* Requirements: Write out the Supreme Court passage again from "The common shorthand" through "States Attorney General.", swapping "shorthand" for "short-form" wherever it appears.

How a case moves through the Court
Main article: Procedures of the Supreme Court of the United States
The vast majority of cases come before the Court by way of petitions for writs of certiorari, commonly referred to as "cert". The Court may review any case in the federal courts of appeals "by writ of certiorari granted upon the petition of any party to any civil or criminal case".[12] The Court may only review "final judgments rendered by the highest court of a state in which a decision could be had" if those judgments involve a question of federal statutory or constitutional law.[13] The party that lost in the lower court is called the petitioner, and the party that prevailed is called the respondent. All case names before the Court are styled Petitioner v. Respondent, regardless of which party initiated the lawsuit in the trial court. For example, criminal prosecutions are brought in the name of the state and against an individual, as in State of Arizona v. Ernesto Miranda. If the defendant is convicted, and his conviction then is affirmed on appeal in the state supreme court, when he petitions for cert the name of the case becomes Miranda v. Arizona.
The common shorthand name for cases is typically the first party (the appellant). For example, Brown v. Board of Education is referred to simply as Brown, and Roe v. Wade as Roe. The exception to this rule is when the name of a state, or the United States, or some government entity, is the first listed party. In that instance, the name of the second party is the shorthand name. For example, Iowa v. Tovar is referred to simply as Tovar, and Gonzales v. Raich is referred to simply as Raich, because the first party, Alberto Gonzales, was sued in his official capacity as the United States Attorney General.
A cert petition is voted on at a session of the Court called a conference. A conference is a private meeting of the nine Justices by themselves; the public is not permitted to attend, and neither are the Justices' law clerks. If four Justices vote to grant the petition, then the case proceeds to the briefing stage; otherwise, the case ends. Except in death penalty cases and other cases in which the Court orders briefing from the respondent, the respondent may, but is not required to, file a response to the cert petition.
The Court grants a petition for certiorari only for "compelling reasons," spelled out in the court's Rule 10. Such reasons include, without limitation:
to resolve a conflict in the interpretation of a federal law or a provision of the federal constitution
to correct an egregious departure from the accepted and usual course of judicial proceedings
to resolve an important question of federal law, or to expressly review a decision of a lower court that conflicts directly with a previous decision of the Court.

* Data entries:
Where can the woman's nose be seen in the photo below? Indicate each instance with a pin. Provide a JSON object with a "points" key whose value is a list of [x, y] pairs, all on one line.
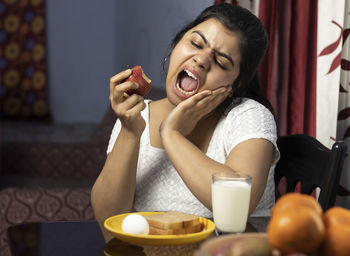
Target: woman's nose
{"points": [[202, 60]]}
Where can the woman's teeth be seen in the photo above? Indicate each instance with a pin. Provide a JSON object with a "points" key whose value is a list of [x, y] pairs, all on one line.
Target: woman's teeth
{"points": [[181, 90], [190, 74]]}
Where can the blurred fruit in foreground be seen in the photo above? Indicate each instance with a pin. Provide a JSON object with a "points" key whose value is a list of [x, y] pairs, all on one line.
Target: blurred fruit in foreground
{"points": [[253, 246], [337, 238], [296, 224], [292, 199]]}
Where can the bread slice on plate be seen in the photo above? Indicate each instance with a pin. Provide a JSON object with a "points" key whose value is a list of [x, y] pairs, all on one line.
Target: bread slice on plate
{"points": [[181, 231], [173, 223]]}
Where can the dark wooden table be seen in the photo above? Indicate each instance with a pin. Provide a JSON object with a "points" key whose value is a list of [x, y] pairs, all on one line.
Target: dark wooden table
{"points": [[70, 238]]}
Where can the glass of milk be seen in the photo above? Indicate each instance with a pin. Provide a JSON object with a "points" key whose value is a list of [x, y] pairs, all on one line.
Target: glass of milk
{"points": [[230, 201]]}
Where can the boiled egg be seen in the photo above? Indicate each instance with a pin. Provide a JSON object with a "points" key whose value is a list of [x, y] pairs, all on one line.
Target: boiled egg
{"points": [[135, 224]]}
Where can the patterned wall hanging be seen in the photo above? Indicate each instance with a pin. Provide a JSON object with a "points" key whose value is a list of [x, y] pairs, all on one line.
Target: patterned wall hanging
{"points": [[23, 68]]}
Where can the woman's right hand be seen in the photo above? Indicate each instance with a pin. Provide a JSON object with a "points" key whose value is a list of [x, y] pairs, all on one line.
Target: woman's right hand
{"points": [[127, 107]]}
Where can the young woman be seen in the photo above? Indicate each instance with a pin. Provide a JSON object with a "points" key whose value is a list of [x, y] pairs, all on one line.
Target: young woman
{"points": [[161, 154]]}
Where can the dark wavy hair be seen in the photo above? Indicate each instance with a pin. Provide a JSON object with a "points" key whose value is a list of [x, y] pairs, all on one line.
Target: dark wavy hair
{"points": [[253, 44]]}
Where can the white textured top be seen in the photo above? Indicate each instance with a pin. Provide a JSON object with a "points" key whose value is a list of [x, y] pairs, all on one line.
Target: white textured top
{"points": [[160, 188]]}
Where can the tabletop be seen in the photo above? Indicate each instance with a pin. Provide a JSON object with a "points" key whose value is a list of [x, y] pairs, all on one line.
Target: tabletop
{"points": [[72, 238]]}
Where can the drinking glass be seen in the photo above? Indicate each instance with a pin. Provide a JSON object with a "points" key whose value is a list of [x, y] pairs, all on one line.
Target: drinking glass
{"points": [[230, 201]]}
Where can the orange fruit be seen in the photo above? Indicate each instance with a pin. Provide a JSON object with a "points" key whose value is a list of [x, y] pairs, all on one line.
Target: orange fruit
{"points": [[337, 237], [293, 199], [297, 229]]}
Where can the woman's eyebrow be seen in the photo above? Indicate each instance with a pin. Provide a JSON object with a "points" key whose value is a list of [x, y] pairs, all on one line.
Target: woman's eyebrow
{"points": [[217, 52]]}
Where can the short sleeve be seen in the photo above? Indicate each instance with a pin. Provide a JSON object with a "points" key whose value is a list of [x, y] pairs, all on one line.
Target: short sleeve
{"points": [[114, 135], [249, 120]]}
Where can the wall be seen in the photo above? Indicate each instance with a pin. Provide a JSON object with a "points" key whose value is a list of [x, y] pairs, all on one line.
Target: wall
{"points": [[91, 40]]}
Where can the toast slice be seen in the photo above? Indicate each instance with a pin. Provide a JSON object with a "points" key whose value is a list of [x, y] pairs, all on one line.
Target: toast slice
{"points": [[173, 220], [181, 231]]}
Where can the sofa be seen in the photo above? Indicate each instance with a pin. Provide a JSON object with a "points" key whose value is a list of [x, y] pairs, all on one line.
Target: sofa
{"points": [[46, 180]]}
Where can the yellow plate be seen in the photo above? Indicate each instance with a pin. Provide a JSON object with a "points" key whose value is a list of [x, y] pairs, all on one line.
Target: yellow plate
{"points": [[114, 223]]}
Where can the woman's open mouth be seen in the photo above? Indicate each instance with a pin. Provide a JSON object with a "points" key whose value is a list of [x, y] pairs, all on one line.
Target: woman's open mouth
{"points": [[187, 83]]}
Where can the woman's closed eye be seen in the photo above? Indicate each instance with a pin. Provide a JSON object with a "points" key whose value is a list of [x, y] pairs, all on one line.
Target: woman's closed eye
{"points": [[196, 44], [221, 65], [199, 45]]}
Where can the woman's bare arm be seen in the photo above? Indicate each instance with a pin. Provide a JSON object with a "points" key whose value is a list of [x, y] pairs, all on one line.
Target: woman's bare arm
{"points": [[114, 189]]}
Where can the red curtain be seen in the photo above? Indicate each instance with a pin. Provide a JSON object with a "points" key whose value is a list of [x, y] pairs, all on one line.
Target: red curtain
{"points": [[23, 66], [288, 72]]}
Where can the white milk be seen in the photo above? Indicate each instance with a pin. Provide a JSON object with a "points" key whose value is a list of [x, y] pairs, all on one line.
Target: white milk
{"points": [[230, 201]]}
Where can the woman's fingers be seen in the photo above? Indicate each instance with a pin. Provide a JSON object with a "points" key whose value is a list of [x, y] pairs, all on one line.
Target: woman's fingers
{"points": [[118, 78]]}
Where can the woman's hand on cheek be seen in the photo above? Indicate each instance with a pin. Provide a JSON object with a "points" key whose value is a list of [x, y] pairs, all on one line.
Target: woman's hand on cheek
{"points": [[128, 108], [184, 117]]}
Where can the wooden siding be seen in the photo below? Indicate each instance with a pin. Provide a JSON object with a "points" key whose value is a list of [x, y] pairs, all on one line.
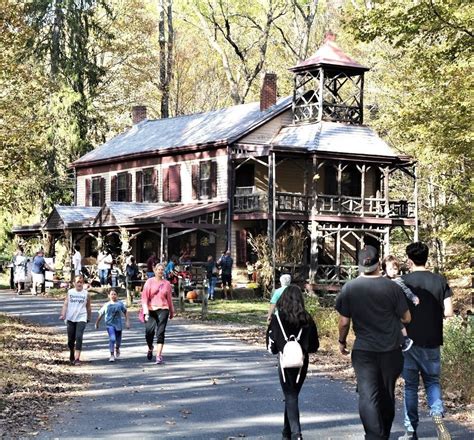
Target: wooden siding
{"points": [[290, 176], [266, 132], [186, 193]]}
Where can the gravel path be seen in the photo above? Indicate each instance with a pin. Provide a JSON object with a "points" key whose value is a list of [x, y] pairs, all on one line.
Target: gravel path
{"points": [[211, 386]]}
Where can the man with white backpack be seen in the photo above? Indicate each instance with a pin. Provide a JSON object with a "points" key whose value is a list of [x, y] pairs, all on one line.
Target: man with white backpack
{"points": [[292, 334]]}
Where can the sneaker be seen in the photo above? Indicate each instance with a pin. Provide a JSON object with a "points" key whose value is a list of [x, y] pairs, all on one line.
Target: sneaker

* Correct answer:
The common short-form name for cases is typically the first party (the appellant). For example, Brown v. Board of Education is referred to simply as Brown, and Roe v. Wade as Roe. The exception to this rule is when the name of a state, or the United States, or some government entity, is the first listed party. In that instance, the name of the second party is the short-form name. For example, Iowa v. Tovar is referred to simply as Tovar, and Gonzales v. Raich is referred to simply as Raich, because the first party, Alberto Gonzales, was sued in his official capacity as the United States Attorney General.